--- PROVIDED DATA ---

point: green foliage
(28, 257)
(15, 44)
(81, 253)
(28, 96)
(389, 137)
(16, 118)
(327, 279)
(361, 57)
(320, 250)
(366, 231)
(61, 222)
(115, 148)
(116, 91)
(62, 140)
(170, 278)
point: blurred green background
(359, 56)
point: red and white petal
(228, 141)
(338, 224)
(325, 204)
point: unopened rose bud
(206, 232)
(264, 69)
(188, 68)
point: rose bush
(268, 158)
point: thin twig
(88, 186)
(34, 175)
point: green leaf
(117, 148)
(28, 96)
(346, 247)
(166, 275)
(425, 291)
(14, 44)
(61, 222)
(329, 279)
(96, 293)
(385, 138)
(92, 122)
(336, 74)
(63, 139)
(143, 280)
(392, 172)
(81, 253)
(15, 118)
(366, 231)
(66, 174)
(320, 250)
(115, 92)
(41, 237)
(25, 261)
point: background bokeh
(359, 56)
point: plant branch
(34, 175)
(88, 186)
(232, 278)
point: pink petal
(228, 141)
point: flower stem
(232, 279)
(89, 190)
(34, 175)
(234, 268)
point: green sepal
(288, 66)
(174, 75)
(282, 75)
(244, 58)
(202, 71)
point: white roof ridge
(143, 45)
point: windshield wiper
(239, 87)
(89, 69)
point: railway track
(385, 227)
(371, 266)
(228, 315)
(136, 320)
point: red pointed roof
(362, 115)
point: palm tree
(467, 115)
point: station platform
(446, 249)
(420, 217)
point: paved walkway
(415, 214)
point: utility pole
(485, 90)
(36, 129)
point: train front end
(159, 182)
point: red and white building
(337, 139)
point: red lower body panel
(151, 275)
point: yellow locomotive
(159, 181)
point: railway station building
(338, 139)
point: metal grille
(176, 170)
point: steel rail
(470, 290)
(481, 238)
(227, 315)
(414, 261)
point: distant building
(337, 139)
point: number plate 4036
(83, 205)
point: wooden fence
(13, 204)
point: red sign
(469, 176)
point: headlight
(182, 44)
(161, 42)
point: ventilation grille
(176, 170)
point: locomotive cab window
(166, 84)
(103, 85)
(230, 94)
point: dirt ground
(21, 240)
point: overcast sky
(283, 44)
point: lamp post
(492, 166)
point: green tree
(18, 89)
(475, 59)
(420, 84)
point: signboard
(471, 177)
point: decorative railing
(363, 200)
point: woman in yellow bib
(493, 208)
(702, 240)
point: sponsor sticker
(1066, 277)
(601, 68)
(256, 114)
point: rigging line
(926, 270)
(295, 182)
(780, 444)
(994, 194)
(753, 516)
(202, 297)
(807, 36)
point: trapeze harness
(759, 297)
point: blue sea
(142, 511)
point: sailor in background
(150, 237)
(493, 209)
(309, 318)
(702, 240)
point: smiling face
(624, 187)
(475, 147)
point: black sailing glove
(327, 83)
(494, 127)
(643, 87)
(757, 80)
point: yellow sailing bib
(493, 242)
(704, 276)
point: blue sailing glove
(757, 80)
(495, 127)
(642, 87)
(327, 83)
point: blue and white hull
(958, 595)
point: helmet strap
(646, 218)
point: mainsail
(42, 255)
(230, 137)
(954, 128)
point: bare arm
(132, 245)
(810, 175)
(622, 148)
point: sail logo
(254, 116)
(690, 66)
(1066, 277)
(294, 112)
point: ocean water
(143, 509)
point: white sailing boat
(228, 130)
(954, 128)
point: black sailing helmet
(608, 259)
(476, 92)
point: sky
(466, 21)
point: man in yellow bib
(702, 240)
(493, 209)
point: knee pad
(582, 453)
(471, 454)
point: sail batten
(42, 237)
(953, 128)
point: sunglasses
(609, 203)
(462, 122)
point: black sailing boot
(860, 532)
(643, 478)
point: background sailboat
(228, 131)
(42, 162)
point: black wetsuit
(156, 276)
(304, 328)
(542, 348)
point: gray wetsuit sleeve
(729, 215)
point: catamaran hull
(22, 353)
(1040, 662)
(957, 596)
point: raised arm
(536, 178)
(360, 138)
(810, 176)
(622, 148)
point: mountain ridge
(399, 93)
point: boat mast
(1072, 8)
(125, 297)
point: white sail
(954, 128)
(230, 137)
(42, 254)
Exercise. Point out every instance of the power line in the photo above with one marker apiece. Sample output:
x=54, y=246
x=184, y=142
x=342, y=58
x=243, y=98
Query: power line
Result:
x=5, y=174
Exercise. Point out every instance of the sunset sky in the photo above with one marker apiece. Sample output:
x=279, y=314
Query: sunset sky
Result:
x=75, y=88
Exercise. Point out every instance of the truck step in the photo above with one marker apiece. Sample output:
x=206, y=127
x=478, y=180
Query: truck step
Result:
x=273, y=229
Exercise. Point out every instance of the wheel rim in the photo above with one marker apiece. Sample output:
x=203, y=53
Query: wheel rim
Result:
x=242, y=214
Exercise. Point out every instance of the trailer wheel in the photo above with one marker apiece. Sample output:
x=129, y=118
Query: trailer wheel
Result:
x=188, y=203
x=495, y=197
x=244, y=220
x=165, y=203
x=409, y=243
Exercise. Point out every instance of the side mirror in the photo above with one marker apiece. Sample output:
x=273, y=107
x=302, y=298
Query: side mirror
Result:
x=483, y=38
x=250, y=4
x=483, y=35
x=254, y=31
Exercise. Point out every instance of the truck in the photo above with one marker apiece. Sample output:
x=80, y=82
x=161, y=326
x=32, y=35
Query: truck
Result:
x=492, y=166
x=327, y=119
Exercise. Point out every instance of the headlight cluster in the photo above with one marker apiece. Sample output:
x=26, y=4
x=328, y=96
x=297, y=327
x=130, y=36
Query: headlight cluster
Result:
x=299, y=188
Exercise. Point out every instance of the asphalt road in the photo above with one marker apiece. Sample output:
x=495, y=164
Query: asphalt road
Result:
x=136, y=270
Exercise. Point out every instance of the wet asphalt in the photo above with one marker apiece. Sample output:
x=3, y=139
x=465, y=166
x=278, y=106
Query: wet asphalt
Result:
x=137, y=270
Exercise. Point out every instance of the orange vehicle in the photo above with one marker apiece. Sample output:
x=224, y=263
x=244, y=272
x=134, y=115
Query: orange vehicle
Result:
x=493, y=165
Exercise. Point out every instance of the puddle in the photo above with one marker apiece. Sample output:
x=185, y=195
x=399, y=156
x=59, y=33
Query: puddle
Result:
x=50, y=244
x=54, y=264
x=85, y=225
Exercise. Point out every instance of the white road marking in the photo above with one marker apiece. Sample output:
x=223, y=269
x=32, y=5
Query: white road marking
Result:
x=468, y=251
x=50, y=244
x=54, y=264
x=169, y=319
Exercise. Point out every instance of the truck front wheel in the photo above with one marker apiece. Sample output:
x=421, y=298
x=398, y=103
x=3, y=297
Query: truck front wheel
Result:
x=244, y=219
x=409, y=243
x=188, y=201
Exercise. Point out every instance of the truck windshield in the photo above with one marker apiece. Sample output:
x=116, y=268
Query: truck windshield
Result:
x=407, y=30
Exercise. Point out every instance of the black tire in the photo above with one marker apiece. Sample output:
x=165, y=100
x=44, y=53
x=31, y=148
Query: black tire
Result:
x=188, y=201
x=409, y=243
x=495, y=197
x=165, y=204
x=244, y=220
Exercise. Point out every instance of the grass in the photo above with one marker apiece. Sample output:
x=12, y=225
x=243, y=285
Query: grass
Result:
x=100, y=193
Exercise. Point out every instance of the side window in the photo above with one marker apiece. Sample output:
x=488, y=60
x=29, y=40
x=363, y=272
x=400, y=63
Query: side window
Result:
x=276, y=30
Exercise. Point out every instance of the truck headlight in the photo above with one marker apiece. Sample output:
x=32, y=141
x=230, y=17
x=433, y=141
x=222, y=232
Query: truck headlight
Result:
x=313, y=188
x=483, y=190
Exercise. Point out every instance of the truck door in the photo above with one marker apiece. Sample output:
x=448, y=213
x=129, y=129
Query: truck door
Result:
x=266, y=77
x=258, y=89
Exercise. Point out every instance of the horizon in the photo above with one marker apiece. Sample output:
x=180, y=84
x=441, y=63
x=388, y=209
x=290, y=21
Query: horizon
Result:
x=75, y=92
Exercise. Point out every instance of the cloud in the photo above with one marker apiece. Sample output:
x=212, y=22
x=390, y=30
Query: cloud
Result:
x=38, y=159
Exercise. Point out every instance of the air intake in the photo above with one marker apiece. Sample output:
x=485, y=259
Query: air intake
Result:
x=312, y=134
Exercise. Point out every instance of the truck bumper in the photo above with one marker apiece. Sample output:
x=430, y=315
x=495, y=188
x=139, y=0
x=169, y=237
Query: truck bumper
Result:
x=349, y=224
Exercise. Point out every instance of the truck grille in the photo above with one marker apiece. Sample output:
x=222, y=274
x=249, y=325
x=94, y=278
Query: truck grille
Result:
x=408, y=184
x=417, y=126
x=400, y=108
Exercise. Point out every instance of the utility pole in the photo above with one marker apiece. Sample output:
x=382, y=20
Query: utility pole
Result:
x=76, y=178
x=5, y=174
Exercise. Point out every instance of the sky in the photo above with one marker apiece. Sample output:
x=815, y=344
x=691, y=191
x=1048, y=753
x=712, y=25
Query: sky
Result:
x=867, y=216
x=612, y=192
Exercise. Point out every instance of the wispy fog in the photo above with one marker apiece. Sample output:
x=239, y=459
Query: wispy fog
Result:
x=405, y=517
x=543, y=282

---

Recast the lines of the entries above as a Markdown table with the columns n and Line, numbering each row and leaving out blank lines. Begin at the line that contains "Exercise. Point out every instance of the grass" and stop after the line that contains "x=276, y=30".

#### [ANSWER TO THE EXERCISE]
| n | Line |
|---|---|
| 1 | Exercise. Point out every instance of the grass in the photo above with one marker apiece. Sample output: |
| 2 | x=12, y=225 |
| 3 | x=243, y=285 |
| 4 | Query: grass |
| 5 | Result: |
| 6 | x=100, y=193 |
| 7 | Exercise. Point out every instance of the side window in the photo above with one marker apiece. Sample output: |
| 8 | x=488, y=60 |
| 9 | x=29, y=40 |
| 10 | x=363, y=272 |
| 11 | x=400, y=63 |
| 12 | Query: side window |
| 13 | Result: |
| 14 | x=276, y=30 |